原文:
■ ■ ■ ■
Greenplum & PostgreSQL UPSERT udf 实现 - 1 单行模式
背景
PostgreSQL 9.5 开始支持了upsert的语法,
PostgreSQL 9.5 以前的版本,可以使用CTE语法来代替insert into on conflict(upsert),实现UPSERT。或者使用UDF来实现。
[《HTAP数据库 PostgreSQL 场景与性能测试之 22 - (OLTP) merge insert | upsert | insert on conflict | 合并写入》](../201711/20171107_23.md) |
《PostgreSQL upsert功能(insert on conflict do)的用法》
《PostgreSQL 如何实现upsert与新旧数据自动分离》
《[转载]postgresql 9.5版本之前实现upsert功能》
《PostgreSQL 11 preview - MERGE 语法支持与CTE内支持,兼容SQL:2016 , 兼容 Oracle》
《Greenplum merge insert 用法与性能 (insert on conflict) - 2》
《Greenplum merge insert 用法与性能 (insert on conflict) - 1》
《PostgreSQL merge join 评估成本时可能会查询索引 - 硬解析务必引起注意 - 批量删除数据后, 未释放empty索引页导致mergejoin执行计划变慢 case》
但是Greenplum目前的版本较老,(4.3的版本对应的PG是8.2的版本),所以没有办法使用CTE来实现UPSERT。
为了让greenplum实现UPSERT,可以使用UDF的方法。
本文提供PostgreSQL, Greenplum两种环境下的用法。(此处Greenplum指阿里云HybridDB for PostgreSQL,加了JSON类型的支持)
思路
用户提供几个输入:
1、schemaname, 表名
2、键值名(数组)
3、键值(数组),(业务无关:如果要直接定位到SEGMENT,计算哈希时,请使用对应类型的HASH函数来计算)。
■ ■ ■ ■
提取信息:
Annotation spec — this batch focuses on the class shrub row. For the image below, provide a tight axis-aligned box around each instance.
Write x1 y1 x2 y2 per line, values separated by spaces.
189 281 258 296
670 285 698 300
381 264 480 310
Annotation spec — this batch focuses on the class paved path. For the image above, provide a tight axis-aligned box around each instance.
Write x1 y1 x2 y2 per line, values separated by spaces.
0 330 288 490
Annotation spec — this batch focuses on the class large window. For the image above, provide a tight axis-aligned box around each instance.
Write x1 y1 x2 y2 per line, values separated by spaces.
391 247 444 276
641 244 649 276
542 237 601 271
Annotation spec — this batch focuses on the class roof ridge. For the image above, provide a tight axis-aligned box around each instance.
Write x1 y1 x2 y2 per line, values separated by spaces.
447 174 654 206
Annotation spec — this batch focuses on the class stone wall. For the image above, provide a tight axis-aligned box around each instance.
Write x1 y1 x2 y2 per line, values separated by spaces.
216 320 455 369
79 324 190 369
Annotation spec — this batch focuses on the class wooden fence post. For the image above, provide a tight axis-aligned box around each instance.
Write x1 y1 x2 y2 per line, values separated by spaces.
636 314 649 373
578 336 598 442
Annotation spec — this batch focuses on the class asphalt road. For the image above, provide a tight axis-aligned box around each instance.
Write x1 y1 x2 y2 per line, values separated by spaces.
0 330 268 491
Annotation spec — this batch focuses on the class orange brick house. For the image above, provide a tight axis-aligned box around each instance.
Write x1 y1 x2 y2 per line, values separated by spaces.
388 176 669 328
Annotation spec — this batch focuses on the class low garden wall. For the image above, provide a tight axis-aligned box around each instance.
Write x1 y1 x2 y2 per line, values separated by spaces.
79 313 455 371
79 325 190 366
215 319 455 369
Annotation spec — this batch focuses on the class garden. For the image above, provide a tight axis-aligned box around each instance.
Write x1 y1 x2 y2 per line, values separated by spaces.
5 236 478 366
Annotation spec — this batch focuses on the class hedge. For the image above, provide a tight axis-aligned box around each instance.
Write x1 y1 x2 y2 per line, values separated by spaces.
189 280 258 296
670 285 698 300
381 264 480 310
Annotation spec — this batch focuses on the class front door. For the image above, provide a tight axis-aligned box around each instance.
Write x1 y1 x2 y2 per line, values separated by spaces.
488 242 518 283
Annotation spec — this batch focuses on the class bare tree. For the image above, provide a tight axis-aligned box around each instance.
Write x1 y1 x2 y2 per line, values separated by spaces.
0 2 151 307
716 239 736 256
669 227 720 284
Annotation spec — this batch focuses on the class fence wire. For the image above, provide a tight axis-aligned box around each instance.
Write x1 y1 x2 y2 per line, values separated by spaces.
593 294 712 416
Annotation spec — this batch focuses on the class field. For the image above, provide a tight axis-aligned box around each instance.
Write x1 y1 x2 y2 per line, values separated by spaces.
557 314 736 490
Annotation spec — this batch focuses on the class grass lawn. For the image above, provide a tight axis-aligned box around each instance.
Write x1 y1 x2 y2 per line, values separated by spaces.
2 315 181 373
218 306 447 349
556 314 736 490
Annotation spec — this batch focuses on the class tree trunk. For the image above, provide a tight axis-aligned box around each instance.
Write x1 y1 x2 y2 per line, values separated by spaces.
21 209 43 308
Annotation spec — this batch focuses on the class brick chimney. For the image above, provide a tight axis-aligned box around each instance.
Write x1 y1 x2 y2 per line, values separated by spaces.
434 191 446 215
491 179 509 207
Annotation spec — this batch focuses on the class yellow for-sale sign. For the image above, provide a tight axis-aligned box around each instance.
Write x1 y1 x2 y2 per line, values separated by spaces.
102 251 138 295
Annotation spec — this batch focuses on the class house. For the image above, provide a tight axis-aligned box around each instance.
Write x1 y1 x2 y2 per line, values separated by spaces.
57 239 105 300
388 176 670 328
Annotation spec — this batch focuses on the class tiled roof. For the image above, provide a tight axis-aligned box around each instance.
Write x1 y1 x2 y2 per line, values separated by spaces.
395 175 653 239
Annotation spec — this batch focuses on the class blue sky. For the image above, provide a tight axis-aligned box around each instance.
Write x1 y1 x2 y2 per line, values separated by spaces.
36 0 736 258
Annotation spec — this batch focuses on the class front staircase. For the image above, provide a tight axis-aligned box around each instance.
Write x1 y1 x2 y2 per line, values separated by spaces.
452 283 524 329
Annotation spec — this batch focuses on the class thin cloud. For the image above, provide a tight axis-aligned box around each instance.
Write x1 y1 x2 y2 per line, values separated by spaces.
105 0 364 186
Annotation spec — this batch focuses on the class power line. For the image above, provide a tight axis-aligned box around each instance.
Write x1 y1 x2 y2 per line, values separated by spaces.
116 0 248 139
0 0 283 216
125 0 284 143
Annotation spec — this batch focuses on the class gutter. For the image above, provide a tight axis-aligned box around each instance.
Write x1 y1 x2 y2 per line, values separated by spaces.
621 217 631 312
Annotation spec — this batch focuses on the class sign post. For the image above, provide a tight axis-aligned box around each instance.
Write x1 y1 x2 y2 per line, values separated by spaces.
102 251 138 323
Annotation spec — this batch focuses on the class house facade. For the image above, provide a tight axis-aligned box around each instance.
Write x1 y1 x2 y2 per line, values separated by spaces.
■ ■ ■ ■
练习任务:
A: 根据原文,Greenplum 4.3 版本对应的是哪个版本的 PostgreSQL?
B: 把原文中的句子"为了让greenplum实现UPSERT,可以使用UDF的方法。"译成英语。

参考答案:
A: 对应的是 PostgreSQL 8.2 版本。

B: To enable UPSERT in Greenplum, a UDF-based approach can be used.